**PASSAGE**
For those of us who have been doing this for a very long time, User Friendly was the salve to the dry business side of Dilbert. Think the xkcd tech support cheat sheet (https://xkcd.com/627/) but with far more snark and characters.

1 comments

Dilbert was a lot more generic too. I think most companies reflected Dilbert in one way or another. But User Friendly was a lot more specialised.

At least that’s how I remembered them.

Agreed. Dilbert was for if you worked in an office building doing pretty much anything. User Friendly was for a very specific niche of people who either worked at mid-sized ISPs (like MandieD wrote: https://news.ycombinator.com/item?id=30593421) or who supporter or empathized with people who worked at mid-sized ISPs.

"Thank you for calling Columbia Internet, this is Miranda."

**AVAILABLE DATA**

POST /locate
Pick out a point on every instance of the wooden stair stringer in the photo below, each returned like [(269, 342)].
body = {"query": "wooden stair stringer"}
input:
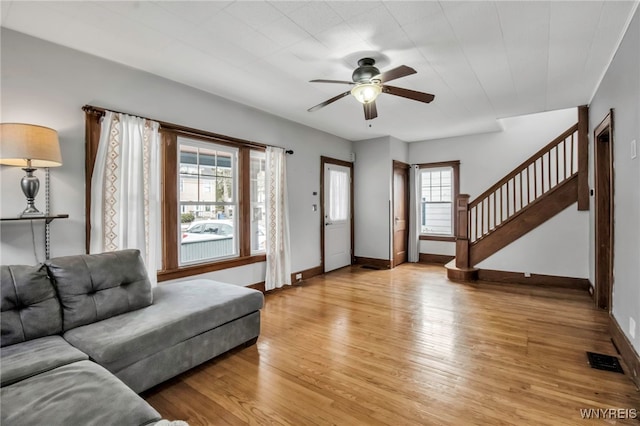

**EXERCISES**
1) Name every comic mentioned in the comment thread about User Friendly and Dilbert.
2) Proceed with the comment thread about User Friendly and Dilbert, picking up right after its final line.

**RESPONSES PER TASK**
1) User Friendly, Dilbert, xkcd

2)
Mostly. Every once in a while Dilbert would surprise:

Dilbert: My company asked all employees to act as salespeople to friends and family. I think you could use this, mom.

Dilbert's mom: Why would I need a primary rate circuit? I've already got a frame relay drop to my web server in the sewing room.

Dilbert (thought bubble): This is going to be a tough sale.

Dilbert's mom: Hello-o-o! Earth to Dilbert! This is packet data ...

Source: https://www.gocomics.com/dilbert-classics/2019/11/19

Scott Adams used to work for Pac Bell in San Francisco before he went full-time on Dilbert.